[Saved entries]
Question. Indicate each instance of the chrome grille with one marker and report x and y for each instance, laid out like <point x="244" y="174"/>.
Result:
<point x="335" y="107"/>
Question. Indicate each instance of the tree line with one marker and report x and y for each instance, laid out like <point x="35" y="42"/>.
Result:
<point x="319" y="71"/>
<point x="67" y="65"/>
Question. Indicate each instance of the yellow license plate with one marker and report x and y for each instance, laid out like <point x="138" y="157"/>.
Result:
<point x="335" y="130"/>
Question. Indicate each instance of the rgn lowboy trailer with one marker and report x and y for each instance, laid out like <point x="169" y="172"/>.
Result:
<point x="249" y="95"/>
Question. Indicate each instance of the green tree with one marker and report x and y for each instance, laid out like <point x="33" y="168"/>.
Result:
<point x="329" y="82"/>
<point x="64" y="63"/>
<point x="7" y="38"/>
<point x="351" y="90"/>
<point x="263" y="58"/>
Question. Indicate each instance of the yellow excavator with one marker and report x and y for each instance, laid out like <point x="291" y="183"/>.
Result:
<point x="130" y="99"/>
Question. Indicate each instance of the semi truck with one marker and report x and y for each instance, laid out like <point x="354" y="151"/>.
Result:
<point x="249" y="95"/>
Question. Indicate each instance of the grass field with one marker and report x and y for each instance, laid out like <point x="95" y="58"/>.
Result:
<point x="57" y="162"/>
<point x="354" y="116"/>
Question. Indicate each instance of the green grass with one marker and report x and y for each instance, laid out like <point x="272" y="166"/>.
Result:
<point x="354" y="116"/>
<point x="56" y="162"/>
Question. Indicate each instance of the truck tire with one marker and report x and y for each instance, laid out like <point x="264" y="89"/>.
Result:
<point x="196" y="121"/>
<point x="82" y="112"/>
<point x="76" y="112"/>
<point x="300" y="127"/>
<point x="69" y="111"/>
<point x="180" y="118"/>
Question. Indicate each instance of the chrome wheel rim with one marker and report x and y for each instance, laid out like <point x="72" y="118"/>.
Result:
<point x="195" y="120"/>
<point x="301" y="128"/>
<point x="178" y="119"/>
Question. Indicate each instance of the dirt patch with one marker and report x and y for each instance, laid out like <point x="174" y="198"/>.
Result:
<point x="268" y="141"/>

◆ **Problem requirements**:
Collect every line from the records above that contains the word "truck".

◆ **Reply**:
Question. Indicate each instance of the semi truck with one marker and report x and y for each instance, laid out like <point x="354" y="151"/>.
Question. Indicate each instance of the truck tire with one marker and report x and y for each instance, laid out like <point x="264" y="89"/>.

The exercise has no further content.